As certain market segments mature, consolidation continues for two reasons: buying competitors for access to their client base and expanding service portfolios. Some recent notable mergers and acquisitions include the following: Equinix announced its intention to buy Infomart Dallas, GTT Communications is planning to acquire Interoute, INAP acquired SingleHop, Google agreed to acquire Xively and Microsoft agreed to acquire Avere Systems.

The types of partnerships CSPs are striking evolved from partnerships with enterprise software vendors, as a way to gain a foothold in on-premises data centers, to establishing relationships between providers for cross selling. Some recent noteworthy partnerships include the following: SAP and Microsoft announced a partnership to integrate SAP’s S/4HANA ERP suite with MS Azure; China Unicom plans to expand its reach across various industry verticals, by partnering with YonYou; British Telecom partnered with IBM, to extend its BT Cloud Connect Direct multi-cloud platform; and Salesforce also partnered with IBM, to enhanced its go-to-market strategy.

-- Data shown --
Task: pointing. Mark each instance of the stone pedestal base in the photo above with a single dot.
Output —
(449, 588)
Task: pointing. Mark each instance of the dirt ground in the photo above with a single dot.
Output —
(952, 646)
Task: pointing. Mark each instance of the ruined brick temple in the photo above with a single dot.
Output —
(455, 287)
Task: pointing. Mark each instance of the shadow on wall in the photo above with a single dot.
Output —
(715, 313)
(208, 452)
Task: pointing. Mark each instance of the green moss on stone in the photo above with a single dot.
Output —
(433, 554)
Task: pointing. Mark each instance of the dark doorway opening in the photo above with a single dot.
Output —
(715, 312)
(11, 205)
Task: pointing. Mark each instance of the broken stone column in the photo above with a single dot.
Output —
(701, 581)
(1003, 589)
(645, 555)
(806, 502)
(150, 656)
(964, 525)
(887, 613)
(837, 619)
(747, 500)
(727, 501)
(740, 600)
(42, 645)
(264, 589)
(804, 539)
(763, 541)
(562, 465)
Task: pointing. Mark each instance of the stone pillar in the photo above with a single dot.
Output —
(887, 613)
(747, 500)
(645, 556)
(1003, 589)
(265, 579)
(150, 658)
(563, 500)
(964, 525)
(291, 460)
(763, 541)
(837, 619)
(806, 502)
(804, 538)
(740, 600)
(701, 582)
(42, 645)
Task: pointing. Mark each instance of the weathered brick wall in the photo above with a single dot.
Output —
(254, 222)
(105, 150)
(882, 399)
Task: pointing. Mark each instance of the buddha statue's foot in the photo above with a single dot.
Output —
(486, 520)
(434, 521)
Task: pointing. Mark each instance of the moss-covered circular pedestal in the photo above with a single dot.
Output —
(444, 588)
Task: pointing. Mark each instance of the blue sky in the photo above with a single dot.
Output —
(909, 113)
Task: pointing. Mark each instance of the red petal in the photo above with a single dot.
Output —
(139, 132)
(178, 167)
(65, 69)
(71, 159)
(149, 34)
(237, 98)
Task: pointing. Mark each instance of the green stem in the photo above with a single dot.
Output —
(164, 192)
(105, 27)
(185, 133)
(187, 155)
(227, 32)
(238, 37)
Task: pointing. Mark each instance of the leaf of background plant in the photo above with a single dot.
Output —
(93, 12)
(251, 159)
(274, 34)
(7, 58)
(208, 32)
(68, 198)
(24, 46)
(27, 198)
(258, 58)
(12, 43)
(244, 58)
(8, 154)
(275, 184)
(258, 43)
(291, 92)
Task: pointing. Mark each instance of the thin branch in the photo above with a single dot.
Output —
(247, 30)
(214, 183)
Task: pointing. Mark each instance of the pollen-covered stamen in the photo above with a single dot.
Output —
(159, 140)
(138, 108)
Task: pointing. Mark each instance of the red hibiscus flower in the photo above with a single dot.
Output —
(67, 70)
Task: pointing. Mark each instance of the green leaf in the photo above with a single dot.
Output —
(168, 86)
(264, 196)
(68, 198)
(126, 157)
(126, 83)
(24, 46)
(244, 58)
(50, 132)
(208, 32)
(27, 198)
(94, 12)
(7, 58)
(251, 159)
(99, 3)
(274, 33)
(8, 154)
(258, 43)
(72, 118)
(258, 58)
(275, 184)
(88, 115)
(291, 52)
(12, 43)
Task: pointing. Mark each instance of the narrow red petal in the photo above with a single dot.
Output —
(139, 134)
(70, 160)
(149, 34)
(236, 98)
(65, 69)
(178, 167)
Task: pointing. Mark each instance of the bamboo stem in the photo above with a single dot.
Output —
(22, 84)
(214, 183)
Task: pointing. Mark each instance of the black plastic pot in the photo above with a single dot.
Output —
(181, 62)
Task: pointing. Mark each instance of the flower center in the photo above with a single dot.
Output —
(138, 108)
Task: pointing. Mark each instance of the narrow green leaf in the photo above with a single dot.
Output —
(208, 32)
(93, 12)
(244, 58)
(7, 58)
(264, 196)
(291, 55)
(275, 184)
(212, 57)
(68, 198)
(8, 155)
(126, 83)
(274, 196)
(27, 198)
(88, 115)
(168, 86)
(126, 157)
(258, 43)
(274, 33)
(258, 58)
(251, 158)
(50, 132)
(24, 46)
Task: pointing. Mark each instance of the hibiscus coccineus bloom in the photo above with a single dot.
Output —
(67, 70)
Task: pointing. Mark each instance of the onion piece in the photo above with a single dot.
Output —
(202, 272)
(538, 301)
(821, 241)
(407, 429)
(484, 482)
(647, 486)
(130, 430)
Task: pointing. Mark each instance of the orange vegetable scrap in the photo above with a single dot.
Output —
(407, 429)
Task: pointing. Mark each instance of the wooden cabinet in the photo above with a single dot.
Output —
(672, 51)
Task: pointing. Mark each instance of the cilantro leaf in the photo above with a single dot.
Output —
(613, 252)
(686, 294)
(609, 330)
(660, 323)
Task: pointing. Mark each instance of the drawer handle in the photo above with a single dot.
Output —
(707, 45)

-- Tasks for this exercise --
**1.** Render the entries from the line containing "Task: pointing. Mark each instance of the cilantro" through the last line of the entries, both included, as a Markdown table with the columns Row and Line. Leave out blank lines.
**2.** Extend the passage on cloud provider mergers and partnerships, picking up after its final sentence.

-- In response --
**1.**
| Row | Line |
|---|---|
| 1 | Task: pointing. Mark each instance of the cilantro leaf in the photo above with a single dot. |
| 2 | Output — |
| 3 | (613, 252) |
| 4 | (686, 294) |
| 5 | (609, 330) |
| 6 | (660, 323) |
| 7 | Task: pointing. Mark each instance of the drawer handle in the photo above with a single dot. |
| 8 | Output — |
| 9 | (707, 45) |

**2.**
Highlights:

  • The CaaS category is expected to grow 56 percent in 2018, with a five-year CAGR of 29 percent; PaaS will grow 55 percent, with a five-year CAGR of 31 percent.
  • North America, the birthplace of off-premises cloud services, will remain the lead market through 2022, delivering approximately 53 percent of all global off-premises cloud service revenue.
  • IBM continued to lead the market for software-as-a-service (SaaS) in 2017, with 18 percent of revenue; Amazon led infrastructure-of-a-service (IaaS), with 41 percent of revenue; Microsoft topped the list for PaaS, with 26 percent of revenue; Microsoft’s lead in CaaS continued, with 21 percent revenue; and Equinix led the physical facility market, with 15 percent of revenue.

Research Synopsis:

The biannual IHS Markit Cloud Services for IT Infrastructure and Applications market research report tracks public or private network delivered services offered by a third party (cloud service provider or telco); cloud brokering is not tracked. The research service provides worldwide and regional market size, cloud service provider (CSP) market share, forecasts through 2022, analysis and trends. CSPs tracked include Amazon, Alibaba, Baidu, IBM, Microsoft, Salesforce, Google, Oracle, SAP, China Telecom, Equinix, Digital Realty, Deutsche Telekom Tencent, China Unicom and others.